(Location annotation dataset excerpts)
▼
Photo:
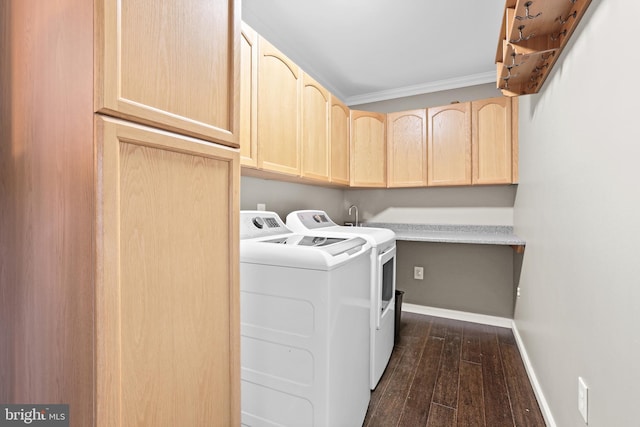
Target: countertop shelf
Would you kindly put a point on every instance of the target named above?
(439, 233)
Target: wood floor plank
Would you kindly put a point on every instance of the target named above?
(470, 399)
(441, 416)
(378, 393)
(471, 343)
(416, 409)
(526, 411)
(446, 389)
(505, 336)
(497, 407)
(397, 390)
(492, 386)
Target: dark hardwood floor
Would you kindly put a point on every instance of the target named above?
(450, 373)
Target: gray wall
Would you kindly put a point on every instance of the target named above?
(470, 278)
(284, 197)
(578, 207)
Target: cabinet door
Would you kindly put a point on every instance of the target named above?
(407, 149)
(167, 293)
(491, 141)
(339, 142)
(279, 86)
(171, 64)
(315, 130)
(248, 97)
(449, 147)
(368, 149)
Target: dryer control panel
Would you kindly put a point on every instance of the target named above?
(312, 220)
(261, 224)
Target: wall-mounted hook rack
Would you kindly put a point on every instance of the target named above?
(560, 34)
(521, 36)
(549, 25)
(565, 20)
(527, 15)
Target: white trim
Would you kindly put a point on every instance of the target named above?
(503, 322)
(537, 389)
(419, 89)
▲
● **Task to complete**: Rewrite the listing with "cabinet door" changed to "cupboard door", keeping every other line as it is. Omit the pictures from your version.

● **Correct result**:
Photo:
Target: countertop shelf
Would you kindly put a point on every instance of the target named above?
(439, 233)
Target: wood floor plank
Would you kindly put a point on every instance of the target named above?
(470, 399)
(441, 416)
(378, 393)
(471, 343)
(416, 409)
(526, 411)
(446, 389)
(505, 336)
(497, 407)
(397, 390)
(492, 386)
Target: dark hardwood floor
Would you kindly put a point on every instance of the target named above?
(450, 373)
Target: gray wall
Would you kindly put a point on every instance of the target named above?
(470, 278)
(284, 197)
(578, 207)
Target: cupboard door
Would you kindly put a point on every instance of the target named above?
(407, 149)
(167, 293)
(491, 141)
(339, 142)
(279, 86)
(171, 64)
(315, 130)
(248, 97)
(449, 147)
(368, 149)
Target: dryer control panel
Would you kindly put a point on every instance of the target named above?
(312, 220)
(261, 224)
Target: wall-mounted hook rack
Would you kindly put a point on every instance of the target named above?
(560, 34)
(521, 36)
(549, 25)
(565, 20)
(527, 15)
Target: white trim
Would you kindly put a point on every instance of the target named above?
(503, 322)
(537, 389)
(419, 89)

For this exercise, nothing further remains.